Revise the rows below by replacing each "integer pixel values" with "whole-number pixel coordinates", leaving everything else unchanged. Leave the pictures out of your output.

━━━ Exercise material ━━━

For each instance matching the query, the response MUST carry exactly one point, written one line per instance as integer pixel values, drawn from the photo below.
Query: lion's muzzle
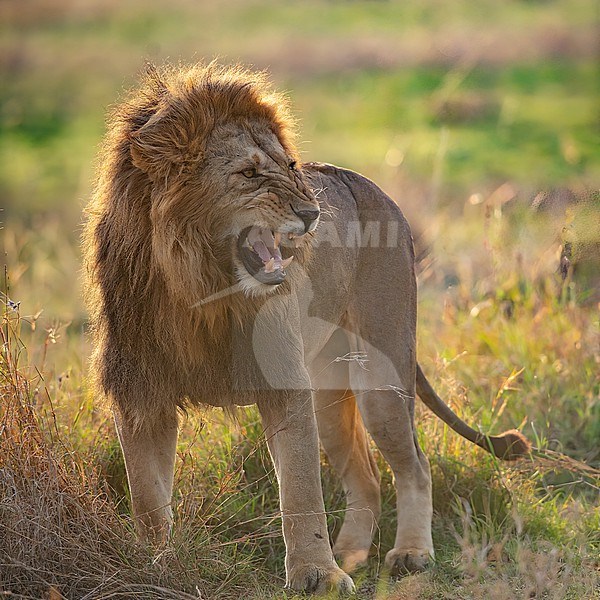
(265, 254)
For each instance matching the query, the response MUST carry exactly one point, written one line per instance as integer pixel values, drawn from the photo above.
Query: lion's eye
(250, 173)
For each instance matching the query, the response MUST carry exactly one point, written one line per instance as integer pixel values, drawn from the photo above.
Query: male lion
(223, 272)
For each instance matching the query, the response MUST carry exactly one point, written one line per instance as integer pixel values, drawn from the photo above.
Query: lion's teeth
(270, 266)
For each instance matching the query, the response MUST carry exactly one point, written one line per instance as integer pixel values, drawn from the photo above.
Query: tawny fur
(152, 249)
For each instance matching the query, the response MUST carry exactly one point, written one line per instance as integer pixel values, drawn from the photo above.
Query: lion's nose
(308, 216)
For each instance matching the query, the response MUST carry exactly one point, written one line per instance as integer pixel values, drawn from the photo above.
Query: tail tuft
(510, 445)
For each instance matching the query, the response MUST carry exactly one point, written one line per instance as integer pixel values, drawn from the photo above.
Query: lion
(222, 271)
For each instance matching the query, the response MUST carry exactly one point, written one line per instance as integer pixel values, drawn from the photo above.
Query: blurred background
(444, 104)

━━━

_Task response_:
For each instance matching the query, the response MUST carry exactly one point, written one line per instance as whole-number pixel coordinates, drawn from the photo below.
Query: lion's muzzle
(265, 254)
For each instance matching the query, the response MUST carry exactly one point, written one line per instance as whole-number pixel coordinates, drawn from the photo above.
Query: lion's eye
(250, 173)
For each instance matching the query, the response MUST carry exactly one point, written one line per instance as whole-number pixel coordinates, drawn from the photo above.
Query: male lion
(223, 272)
For each instance matching the query, the response MUST carry exactly one point, written one line per instance as whole-number pixel coordinates, drawn from the photo above.
Query: lion's teeth
(270, 266)
For each instance matching the query, the response MUST carry exactly one point, written one line per instance as whole-number pixel coordinates, drawn from the photo above.
Query: tawny fur
(152, 249)
For each instance matching the query, the response MUST carry exactly one point, written one line per instance as whole-number pixel coordinates, drawn from the photo above.
Query: lion's nose
(308, 216)
For each instance matching the query, the response MUST carry exactly one point, written one line per instance as whole-number pixel coordinates, drawn from the photo above.
Query: tail tuft
(510, 445)
For each instance matching the query, the response MUST carry exactly one point, written one line per instance as whole-number pixel coordinates, drawn from the photo above.
Query: lion
(222, 271)
For each instance matching the query, the response MUST carry exactly one point, written one line per instance as whole-number pixel coordinates, drawn from the photo above.
Query: blurred background
(444, 104)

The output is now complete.